+++ Passage given +++
### Data Ingestion

In [12]:
from langchain_community.utilities.pebblo import dir_loader
# document dataStructure

from langchain_core.documents import Document
from sqlalchemy.testing.suite.test_reflection import metadata


In [4]:
# just to understand how the doc works
doc = Document(
    page_content="this is the main text content I am using to create RAG",
    metadata={
        "source":"example.txt",
        "pages":1,
        "author":"Imon Hosen",
        "date_create" :"2024-01-01"
    }
)
doc

Document(metadata={'source': 'example.txt', 'pages': 1, 'author': 'Imon Hosen', 'date_create': '2024-01-01'}, page_content='this is the main text content I am using to create RAG')

In [6]:
# Create a simple txt file
import os
os.makedirs("../data/text_files", exist_ok=True)


In [9]:
# some sample text

sample_texts={
    "../data/text_files/python_intro.txt":"""Python Programming Introduction

Python is a high-level, interpreted programming language known for its simplicity and readability.
Created by Guido van Rossum and first released in 1991, Python has become one of the most popular
programming languages in the world.

Key Features:
- Easy to learn and use
- Extensive standard library
- Cross-platform compatibility
- Strong community support

Python is widely used in web development, data science, artificial intelligence, and automation.""",



    "../data/text_files/machine_learning.txt": """Machine Learning Basics

Machine learning is a subset of artificial intelligence that enables systems to learn and improve
from experience without being explicitly programmed. It focuses on developing computer programs
that can access data and use it to learn for themselves.

Types of Machine Learning:
1. Supervised Learning: Learning with labeled data
2. Unsupervised Learning: Finding patterns in unlabeled data
3. Reinforcement Learning: Learning through rewards and penalties

Applications include image recognition, speech processing, and recommendation systems


    """
}

for filepath,content in sample_texts.items():
    with open(filepath,'w',encoding="utf-8") as f:
        f.write(content)

print("Sample text files created!")


Sample text files created!


In [16]:
## Text loader
from langchain_community.document_loaders import TextLoader

loader = TextLoader("../data/text_files/python_intro.txt", encoding="utf-8")

document = loader.load()

document

[Document(metadata={'source': '../data/text_files/python_intro.txt'}, page_content='Python Programming Introduction\n\nPython is a high-level, interpreted programming language known for its simplicity and readability.\nCreated by Guido van Rossum and first released in 1991, Python has become one of the most popular\nprogramming languages in the world.\n\nKey Features:\n- Easy to learn and use\n- Extensive standard library\n- Cross-platform compatibility\n- Strong community support\n\nPython is widely used in web development, data science, artificial intelligence, and automation.')]

In [20]:
### Directory loader
from langchain_community.document_loaders import DirectoryLoader

## load all the text files from the directory
dir_loader = DirectoryLoader(
    "../data/text_files",
    glob="**/*.txt", # pattern to match files
    loader_cls=TextLoader,
    loader_kwargs=dict(encoding="utf-8"),
    show_progress = False
)
+++
§ **Exercise requirements**
Change "filepath" to "file_path" in the stretch of the notebook that begins at "Applications include image" and ends after "f.write(content)". Give that whole stretch. The rows after this point are separate material, unrelated to the notebook.
+++ Dataset records +++
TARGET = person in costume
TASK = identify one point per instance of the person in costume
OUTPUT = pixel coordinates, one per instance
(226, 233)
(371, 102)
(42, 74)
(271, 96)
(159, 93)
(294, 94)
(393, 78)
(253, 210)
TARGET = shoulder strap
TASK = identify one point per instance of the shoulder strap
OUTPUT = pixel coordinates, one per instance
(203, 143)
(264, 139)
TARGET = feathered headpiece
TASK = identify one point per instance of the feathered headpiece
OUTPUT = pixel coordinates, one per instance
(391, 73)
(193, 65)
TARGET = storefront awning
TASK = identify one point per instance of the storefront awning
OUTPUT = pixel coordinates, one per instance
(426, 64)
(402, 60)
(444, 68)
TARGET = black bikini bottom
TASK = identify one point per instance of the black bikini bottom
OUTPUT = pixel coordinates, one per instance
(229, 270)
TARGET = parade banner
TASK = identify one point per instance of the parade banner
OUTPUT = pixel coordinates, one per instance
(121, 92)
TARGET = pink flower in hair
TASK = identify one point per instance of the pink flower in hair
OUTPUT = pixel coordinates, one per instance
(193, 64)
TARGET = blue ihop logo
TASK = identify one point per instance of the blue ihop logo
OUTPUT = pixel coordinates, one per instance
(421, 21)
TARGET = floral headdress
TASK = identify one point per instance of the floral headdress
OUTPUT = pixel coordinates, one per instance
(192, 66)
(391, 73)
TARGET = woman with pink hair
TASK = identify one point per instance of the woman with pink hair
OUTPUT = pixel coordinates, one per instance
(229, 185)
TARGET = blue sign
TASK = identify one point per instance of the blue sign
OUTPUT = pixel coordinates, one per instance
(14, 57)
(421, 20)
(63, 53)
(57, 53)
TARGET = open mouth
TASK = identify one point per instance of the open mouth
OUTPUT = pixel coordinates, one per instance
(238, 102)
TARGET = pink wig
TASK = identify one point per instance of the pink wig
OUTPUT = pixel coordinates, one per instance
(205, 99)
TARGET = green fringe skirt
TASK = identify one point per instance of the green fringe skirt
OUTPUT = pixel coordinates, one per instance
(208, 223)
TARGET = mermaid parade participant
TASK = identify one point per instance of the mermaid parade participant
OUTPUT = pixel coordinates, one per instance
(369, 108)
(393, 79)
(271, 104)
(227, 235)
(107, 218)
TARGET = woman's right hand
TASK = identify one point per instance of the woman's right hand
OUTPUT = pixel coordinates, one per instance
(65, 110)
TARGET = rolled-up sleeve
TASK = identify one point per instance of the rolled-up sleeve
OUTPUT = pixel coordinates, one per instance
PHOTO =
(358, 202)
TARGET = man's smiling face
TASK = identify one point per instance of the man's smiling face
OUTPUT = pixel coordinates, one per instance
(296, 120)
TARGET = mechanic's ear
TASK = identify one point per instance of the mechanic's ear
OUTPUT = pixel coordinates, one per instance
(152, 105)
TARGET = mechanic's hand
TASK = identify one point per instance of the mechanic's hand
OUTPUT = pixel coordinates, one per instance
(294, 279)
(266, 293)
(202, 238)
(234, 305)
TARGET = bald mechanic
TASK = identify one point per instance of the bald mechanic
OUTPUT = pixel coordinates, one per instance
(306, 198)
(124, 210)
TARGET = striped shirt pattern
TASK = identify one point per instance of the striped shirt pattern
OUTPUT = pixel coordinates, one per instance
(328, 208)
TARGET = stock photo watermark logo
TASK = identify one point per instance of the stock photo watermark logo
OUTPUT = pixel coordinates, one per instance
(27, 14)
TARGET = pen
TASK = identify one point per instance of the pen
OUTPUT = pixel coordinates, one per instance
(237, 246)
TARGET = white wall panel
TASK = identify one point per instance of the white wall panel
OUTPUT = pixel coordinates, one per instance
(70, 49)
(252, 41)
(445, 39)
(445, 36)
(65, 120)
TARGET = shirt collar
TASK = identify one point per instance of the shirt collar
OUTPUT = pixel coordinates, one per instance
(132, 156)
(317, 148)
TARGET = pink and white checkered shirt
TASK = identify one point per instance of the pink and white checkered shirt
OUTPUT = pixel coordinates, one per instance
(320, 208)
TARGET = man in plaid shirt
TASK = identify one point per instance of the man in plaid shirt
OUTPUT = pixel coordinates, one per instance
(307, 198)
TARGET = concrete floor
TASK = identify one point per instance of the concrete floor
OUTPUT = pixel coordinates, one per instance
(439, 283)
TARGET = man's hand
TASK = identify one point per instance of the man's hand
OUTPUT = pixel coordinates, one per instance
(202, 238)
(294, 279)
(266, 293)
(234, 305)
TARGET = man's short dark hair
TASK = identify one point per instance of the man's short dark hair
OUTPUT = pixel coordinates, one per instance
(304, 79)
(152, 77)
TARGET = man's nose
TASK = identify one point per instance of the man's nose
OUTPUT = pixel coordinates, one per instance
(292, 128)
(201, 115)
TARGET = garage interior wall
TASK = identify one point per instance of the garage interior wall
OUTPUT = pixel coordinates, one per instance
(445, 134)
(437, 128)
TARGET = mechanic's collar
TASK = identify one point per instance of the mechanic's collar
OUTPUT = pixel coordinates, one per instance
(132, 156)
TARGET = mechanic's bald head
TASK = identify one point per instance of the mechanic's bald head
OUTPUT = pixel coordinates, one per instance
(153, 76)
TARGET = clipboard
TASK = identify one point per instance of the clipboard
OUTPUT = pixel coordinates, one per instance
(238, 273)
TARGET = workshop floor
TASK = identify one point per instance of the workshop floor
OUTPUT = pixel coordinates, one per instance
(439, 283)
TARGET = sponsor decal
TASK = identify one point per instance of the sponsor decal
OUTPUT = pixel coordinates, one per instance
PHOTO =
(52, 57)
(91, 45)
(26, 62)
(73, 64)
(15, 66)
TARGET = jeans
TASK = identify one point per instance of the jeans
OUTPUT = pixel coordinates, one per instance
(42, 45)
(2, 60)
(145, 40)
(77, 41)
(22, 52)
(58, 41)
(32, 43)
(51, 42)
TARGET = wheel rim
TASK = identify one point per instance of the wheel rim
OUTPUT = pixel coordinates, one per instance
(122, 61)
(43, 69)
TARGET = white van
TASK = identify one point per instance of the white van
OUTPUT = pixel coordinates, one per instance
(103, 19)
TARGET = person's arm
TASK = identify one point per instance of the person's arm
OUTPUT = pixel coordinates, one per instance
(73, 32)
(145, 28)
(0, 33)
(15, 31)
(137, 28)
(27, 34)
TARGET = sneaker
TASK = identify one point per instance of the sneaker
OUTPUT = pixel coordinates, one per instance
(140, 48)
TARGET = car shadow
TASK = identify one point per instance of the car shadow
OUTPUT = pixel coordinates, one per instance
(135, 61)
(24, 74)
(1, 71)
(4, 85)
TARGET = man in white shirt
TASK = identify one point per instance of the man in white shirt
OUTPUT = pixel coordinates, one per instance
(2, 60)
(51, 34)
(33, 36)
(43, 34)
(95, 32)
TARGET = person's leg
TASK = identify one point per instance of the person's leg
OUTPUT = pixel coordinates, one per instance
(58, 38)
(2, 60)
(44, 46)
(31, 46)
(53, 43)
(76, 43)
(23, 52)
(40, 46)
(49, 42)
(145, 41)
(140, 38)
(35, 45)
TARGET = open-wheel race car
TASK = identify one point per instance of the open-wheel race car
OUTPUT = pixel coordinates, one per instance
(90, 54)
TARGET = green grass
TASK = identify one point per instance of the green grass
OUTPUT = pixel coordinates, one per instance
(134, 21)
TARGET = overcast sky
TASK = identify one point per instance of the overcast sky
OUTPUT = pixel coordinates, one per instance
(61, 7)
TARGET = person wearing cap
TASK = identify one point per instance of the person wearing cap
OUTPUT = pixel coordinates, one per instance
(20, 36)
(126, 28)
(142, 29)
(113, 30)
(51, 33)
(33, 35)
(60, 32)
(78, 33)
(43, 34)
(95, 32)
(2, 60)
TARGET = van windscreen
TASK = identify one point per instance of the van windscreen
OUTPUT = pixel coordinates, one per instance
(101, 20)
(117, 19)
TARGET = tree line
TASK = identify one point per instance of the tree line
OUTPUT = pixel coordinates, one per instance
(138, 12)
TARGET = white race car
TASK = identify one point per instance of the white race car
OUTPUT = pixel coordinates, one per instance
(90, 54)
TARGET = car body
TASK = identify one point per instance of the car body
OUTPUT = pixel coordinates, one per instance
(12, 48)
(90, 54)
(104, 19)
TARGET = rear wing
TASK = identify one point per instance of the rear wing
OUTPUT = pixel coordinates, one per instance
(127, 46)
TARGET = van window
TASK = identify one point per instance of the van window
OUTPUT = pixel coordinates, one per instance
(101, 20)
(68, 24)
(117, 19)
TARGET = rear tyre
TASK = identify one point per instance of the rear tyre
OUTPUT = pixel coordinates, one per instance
+++
§ **Task response**
Applications include image recognition, speech processing, and recommendation systems


    """
}

for file_path,content in sample_texts.items():
    with open(file_path,'w',encoding="utf-8") as f:
        f.write(content)